_Exercise description:_
Copy the piece on business and government starting at "I’ve been to" and ending at "created by government.", replacing "conventions" with "conferences".

_Passage to read:_
--*--
President Calvin Coolidge is famous for saying, “The chief business of the American people is business.” Could Coolidge still say that? Or would he now say, “The chief business of the American people is government.”
I’ve been to a couple of entrepreneurial thought leadership conventions this year and am attending Inc.’s GrowCo next week in Nashville. And I find disturbing the number of new companies I see that are staking their viability on selling into the government or getting around the problems created by government.
I can tell you anecdotally my executive sales outsourcing company, Corporate Rain, is increasingly being asked to serve companies selling into the corporations who offer technology, consulting, and products to ameliorate and take advantage of government dicta having little relation to needs created by the real world marketplace, but rather serving a skewing and distorting agora of faux incentivization created by bureaucrats.
Don’t get me wrong. These services and products are needed by corporations large and small. Yet they increasingly, if necessarily, address a wasteful and growing set of conundrums created by government hegemony itself, rather than offering solutions for real people living real lives. The new incentives of solving the problems of over-regulation are only penultimately about solving real world problems. They are fundamentally, first and foremost, about feeding the maw of innately inefficient and smothering government.
Obamacare is just the most prominent of these governmental morasses. I am coming to suspect there’s a creeping conquest of traditional capitalist process that may eventually obviate the salubrious and cleansing efficiency of our natural business process of creative destruction. I ask myself the question: Is the entrepreneurial process itself being subtly and gradually being corrupted into being a richly rewarded enabler of inefficient oligarchy? As Willie Sutton famously put it when asked why he robbed banks, “That’s where the money is.”
There are some alarming portents out there. For example, back in 2012 Michael Porter and Jan Rivkin did an article for Harvard Business Review titled “Can America Compete” which discussed a poll that revealed graduates of Harvard Business School overwhelmingly favor foreign over US locations for new investment and growth. Only 16% preferred the US. (HBR, Sept.-Oct. 2012) Or take the World Economic Forum’s Global Competitiveness Report where the US doesn’t even make the top 20 on almost all measures of government and institutional quality.
Niall Ferguson has commented on the growing economic counter-productivity of American governing institutions in his book The Great Degeneration: How Institutions Decay and Economies Die.
--*--
_Data section:_
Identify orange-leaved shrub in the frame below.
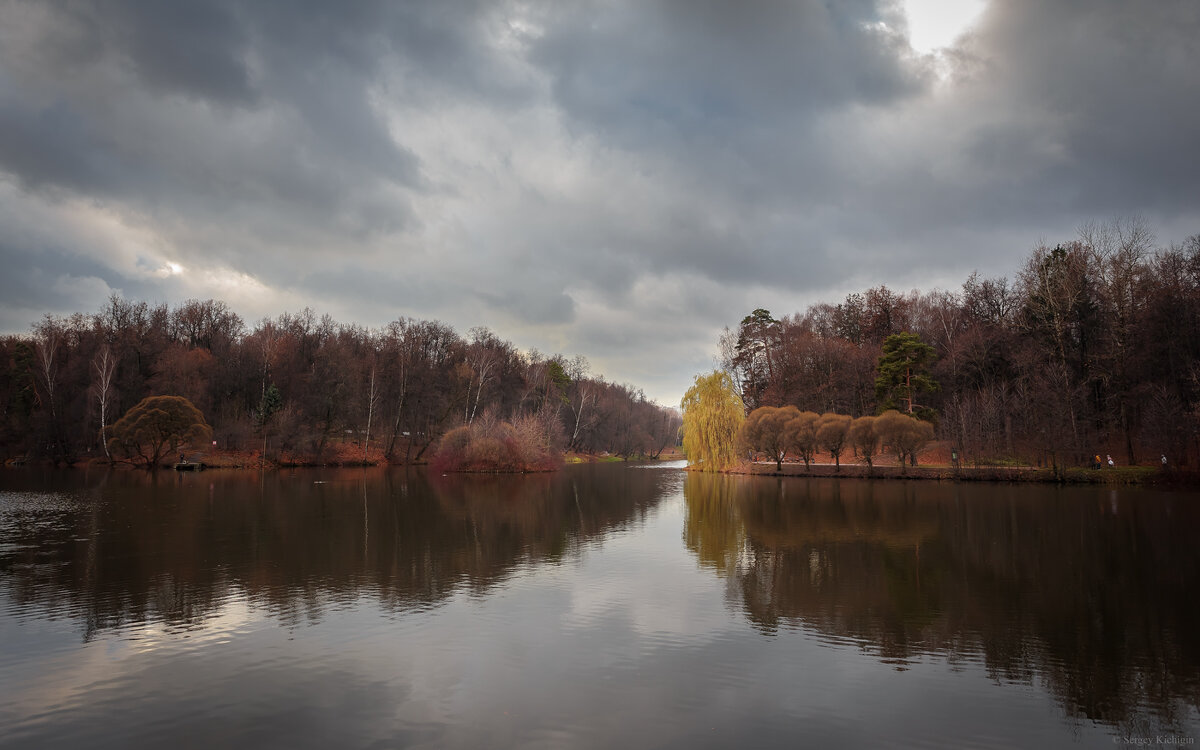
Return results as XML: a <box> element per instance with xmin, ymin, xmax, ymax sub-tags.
--*--
_Result of this task:_
I’ve been to a couple of entrepreneurial thought leadership conferences this year and am attending Inc.’s GrowCo next week in Nashville. And I find disturbing the number of new companies I see that are staking their viability on selling into the government or getting around the problems created by government.